------ Extract to read

Results of a survey of data professionals show that about 1 out of 4 data scientists are women. Both women and men have similar levels of education and proficiency in data science skills. Ways of improving gender diversity in the field of data science are offered.
Having a gender-diverse workforce is good for business. In 2014, Gallup found that more gender diverse business units outperform their less gender diverse counterparts with respect to revenue and net profits. Also, McKinsey reports that companies in the top quartile for gender diversity are 15% more likely to outperform companies in the bottom quartile.
There is a wide variability in female representation across different occupations. As you can see in Figure 1, while women make up about half of the medical and biological scientists in the US, they are underrepresented in computer and mathematical occupations. Look at diversity reports for some tech giants, and you will see that women make up a small part of the technology industry. Women make up 27% of the employees at Microsoft, 30% at Google, 37% at Amazon and 30% at IBM.
Gender Diversity in Data Science
I've been studying the practice of data science over the past couple of months. AnalyticsWeek and I have asked data professionals (as of this writing, we have information from 607 data professionals) about a variety of things, including their data skills, job roles, demographics and more. We have learned much about the structure and practice of data science (see here, here and here). Here, I will present some of our research on gender differences among data professionals.
How does gender diversity look in the data science world? Overall, we found women made up 26% of the data professionals (see bottom half of Figure 2), a result consistent with the percent of women in high-tech companies in general. Gender disparity varied over job roles. Women made up 39% of the data professionals in Researcher roles, 28% for Creative roles, 18% for Business Management roles and 13% for Developer roles.
Men and women data professionals differ with respect to the types of job roles they hold. Women were more likely to identify themselves as Researchers (68%) compared to men (36%) (see top half of Figure 2). Also, women were less likely to go into Business Management roles (19%) and Developer roles (9%) compared to men (32% for Business Management and 22% for Developer).
Women and men in the field of data science do not differ with respect to their formal educational background (see Figure 3). For both genders, a majority of each held advanced degrees (i.e., Master's - ~50%; PhD ~20%). About 5% of the respondents (for both women and men) attained, at most, a 2-year degree.
Next, I looked at gender differences in proficiency in data skills. Because proficiency levels variety by job role, I examined gender differences within specific job roles. Due to small sample size (sample size < 15) of two of the job roles (i.e., Developers and Creatives), however, we only looked at two job roles: Researchers and Business Managers. Men and women data professionals did not differ significantly with respect to their proficiency across different data skills (see Figure 4). Among Researchers in our sample, both women and men appear to have the same level of proficiency in math/statistical skills. Among Business Managers, both women and men have the same level of proficiency in business skills.

------------
------ Exercise data

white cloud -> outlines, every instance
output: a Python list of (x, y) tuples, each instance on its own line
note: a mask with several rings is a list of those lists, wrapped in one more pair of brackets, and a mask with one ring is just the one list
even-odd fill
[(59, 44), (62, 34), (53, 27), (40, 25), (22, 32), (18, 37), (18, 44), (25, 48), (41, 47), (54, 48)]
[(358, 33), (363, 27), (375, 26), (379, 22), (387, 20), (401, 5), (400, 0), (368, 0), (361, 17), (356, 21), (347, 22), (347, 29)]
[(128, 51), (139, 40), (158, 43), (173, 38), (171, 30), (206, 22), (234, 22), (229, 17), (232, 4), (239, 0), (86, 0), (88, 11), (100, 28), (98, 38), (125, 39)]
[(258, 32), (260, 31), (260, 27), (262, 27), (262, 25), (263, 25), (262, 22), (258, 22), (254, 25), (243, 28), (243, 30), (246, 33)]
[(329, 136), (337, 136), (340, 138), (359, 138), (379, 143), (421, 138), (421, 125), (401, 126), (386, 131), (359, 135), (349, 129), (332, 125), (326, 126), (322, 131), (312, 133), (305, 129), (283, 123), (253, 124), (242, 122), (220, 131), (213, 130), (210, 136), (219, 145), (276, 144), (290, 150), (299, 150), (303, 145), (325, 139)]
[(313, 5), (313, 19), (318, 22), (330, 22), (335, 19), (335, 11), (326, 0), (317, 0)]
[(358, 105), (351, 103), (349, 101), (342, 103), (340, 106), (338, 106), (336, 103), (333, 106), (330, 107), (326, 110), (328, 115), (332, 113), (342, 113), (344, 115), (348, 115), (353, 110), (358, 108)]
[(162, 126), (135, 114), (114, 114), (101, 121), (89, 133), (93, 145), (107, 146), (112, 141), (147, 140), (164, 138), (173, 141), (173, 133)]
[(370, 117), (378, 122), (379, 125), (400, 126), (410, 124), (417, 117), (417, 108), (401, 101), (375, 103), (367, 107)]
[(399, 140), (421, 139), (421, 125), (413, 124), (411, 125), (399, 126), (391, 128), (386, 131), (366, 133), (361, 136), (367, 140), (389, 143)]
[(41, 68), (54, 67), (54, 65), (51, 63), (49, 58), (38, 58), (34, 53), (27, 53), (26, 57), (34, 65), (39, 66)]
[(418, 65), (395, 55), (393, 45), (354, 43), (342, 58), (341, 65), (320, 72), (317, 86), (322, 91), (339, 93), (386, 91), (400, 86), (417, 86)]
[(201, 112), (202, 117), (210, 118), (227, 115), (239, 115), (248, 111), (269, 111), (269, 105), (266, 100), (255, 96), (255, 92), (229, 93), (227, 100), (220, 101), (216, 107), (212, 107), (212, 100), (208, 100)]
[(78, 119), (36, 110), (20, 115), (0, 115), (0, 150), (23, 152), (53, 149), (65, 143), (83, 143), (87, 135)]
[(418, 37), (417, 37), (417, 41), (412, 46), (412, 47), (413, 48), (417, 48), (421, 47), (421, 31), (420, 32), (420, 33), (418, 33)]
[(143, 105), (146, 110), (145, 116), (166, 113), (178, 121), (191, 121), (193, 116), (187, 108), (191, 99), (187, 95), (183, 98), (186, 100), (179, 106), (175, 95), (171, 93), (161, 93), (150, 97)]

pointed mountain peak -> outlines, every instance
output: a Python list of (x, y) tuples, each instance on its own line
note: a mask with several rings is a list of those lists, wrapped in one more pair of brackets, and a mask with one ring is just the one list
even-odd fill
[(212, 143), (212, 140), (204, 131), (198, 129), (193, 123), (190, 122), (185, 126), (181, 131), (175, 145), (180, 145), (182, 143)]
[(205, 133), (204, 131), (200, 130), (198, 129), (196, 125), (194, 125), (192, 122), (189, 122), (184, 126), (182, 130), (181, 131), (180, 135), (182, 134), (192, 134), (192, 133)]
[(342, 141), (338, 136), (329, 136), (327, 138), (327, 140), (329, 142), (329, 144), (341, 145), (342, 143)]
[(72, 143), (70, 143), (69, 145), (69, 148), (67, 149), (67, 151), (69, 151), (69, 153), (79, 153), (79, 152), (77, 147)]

------------
------ Exercise data

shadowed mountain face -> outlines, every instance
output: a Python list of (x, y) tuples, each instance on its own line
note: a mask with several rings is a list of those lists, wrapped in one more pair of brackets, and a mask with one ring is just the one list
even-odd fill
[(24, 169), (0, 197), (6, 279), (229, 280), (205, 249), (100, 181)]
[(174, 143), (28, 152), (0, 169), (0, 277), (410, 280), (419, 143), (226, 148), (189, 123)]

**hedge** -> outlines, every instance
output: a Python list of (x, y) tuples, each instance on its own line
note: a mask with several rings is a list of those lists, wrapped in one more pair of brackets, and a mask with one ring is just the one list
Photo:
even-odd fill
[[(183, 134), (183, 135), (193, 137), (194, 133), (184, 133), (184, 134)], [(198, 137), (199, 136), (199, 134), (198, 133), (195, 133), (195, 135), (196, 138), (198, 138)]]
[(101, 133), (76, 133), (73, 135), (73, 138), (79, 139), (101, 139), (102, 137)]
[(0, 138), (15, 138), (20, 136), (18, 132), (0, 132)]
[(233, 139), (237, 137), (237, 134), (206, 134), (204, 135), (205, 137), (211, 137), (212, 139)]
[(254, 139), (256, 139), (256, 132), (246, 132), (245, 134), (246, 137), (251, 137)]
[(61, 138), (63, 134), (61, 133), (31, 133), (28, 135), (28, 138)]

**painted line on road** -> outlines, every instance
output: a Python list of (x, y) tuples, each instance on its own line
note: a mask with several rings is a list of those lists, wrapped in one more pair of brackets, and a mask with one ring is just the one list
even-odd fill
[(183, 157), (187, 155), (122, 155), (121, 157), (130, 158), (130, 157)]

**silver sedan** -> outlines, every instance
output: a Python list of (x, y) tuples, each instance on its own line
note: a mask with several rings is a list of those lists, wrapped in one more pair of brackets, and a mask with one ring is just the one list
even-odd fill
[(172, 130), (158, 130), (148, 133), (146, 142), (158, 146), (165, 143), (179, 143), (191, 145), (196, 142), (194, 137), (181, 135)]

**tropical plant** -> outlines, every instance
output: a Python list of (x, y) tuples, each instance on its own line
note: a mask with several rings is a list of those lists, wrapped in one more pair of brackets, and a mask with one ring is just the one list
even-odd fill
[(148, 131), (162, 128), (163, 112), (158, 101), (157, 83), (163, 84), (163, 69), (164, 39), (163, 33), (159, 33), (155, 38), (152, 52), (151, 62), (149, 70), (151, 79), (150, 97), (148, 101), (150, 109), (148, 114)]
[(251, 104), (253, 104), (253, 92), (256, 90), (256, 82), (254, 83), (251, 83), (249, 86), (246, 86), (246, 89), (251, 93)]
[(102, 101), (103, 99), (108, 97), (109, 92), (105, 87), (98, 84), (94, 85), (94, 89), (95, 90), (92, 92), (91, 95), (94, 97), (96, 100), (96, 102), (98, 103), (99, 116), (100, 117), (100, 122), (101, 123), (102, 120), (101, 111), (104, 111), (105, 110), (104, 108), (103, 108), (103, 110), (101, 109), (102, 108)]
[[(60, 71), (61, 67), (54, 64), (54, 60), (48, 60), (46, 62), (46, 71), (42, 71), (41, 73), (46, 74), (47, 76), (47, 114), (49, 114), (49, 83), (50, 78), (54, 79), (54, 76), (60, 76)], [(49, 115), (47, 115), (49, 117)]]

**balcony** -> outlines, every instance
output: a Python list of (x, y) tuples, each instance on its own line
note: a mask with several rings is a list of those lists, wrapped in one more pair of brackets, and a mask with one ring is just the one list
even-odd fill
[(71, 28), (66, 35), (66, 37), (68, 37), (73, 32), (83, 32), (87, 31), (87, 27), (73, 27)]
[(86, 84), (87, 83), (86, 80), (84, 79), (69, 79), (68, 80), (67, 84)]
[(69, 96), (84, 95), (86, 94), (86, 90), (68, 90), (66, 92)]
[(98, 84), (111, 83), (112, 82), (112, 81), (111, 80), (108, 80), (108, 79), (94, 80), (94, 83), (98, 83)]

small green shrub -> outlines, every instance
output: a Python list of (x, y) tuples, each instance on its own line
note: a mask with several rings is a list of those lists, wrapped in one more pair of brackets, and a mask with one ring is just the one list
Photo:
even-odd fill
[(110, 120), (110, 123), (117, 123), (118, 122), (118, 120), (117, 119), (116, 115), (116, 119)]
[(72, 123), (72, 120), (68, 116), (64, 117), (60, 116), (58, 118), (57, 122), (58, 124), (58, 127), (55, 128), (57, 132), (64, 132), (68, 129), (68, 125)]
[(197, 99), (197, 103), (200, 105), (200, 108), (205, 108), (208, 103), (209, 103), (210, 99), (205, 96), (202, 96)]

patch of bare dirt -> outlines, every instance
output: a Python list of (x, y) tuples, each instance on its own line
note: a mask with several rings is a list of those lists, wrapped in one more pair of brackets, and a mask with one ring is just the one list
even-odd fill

------------
------ Exercise data

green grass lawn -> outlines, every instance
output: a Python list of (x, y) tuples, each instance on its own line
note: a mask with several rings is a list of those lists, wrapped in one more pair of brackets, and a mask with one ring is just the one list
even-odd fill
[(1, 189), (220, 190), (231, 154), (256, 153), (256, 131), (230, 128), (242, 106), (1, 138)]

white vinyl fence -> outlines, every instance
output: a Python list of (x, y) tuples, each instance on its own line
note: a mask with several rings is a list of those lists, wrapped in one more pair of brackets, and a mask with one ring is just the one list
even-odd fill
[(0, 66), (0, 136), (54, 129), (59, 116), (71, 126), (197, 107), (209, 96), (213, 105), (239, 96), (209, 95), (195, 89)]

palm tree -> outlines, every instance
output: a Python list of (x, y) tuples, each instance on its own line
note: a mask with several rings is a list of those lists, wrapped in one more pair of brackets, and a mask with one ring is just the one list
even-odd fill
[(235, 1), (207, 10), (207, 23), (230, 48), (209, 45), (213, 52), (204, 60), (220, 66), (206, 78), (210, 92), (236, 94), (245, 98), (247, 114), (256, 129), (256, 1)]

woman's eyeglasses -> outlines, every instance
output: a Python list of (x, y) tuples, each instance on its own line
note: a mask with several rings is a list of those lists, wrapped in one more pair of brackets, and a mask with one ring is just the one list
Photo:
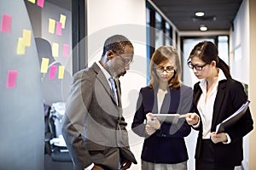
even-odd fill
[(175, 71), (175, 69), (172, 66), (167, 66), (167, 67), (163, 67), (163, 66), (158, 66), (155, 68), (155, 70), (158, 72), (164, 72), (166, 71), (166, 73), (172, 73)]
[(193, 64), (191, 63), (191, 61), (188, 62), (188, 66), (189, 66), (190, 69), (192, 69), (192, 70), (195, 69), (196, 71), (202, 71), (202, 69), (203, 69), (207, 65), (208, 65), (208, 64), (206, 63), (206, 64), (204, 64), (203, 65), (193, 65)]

------------

Tasks to complete
A. Output the passage of the article on gender diversity in data science that begins at the words "Having a gender-diverse" and stops after "30% at IBM.", copying it word for word.
B. Pick up the article on gender diversity in data science where it stops and continue writing it.
The records have no connection to the article on gender diversity in data science.

Answer section
A.
Having a gender-diverse workforce is good for business. In 2014, Gallup found that more gender diverse business units outperform their less gender diverse counterparts with respect to revenue and net profits. Also, McKinsey reports that companies in the top quartile for gender diversity are 15% more likely to outperform companies in the bottom quartile.
There is a wide variability in female representation across different occupations. As you can see in Figure 1, while women make up about half of the medical and biological scientists in the US, they are underrepresented in computer and mathematical occupations. Look at diversity reports for some tech giants, and you will see that women make up a small part of the technology industry. Women make up 27% of the employees at Microsoft, 30% at Google, 37% at Amazon and 30% at IBM.

B.
Improving Representation of Women in Data Science
The low number of women in the data science field could be a funnel problem. If we look at the graduation rates of women (who received bachelors and PhD degrees (see Figure 5), we see that few women graduate with degrees (~20%) that are directly relevant to being a developer (e.g., computer science, engineering). Yet we see that many more women graduate with PhD degrees that are relevant to being a researcher (e.g., psychology, social sciences and biosciences. It's not surprising then that there are more women data scientists who identify as researchers than developers (see top half of Figure 2).
To improve the representation of women in the data science field, researchers feel we need to address cultural factors. In a US Gallup-Google poll conducted in late 2014, researchers found that computer science (an important skill area in data science) is viewed as a male field by students (grades 7 - 12), parents and teachers. Additionally, all three constituencies think that girls are less interested in computer science than boys. Finally, girls, relative to boys, lacked the confidence that they can learn computer science.
The inaugural Women in Data Science conference recently took place at Stanford. Conference attendees included only women, 400 from industry, academia and national laboratories. You can see the conference presentations here. Scientists shared their research at the conference, and their aim is "to inspire, educate and support women in the field – from those just starting their journey to those who are established leaders in industry, academia, government and NGO’s."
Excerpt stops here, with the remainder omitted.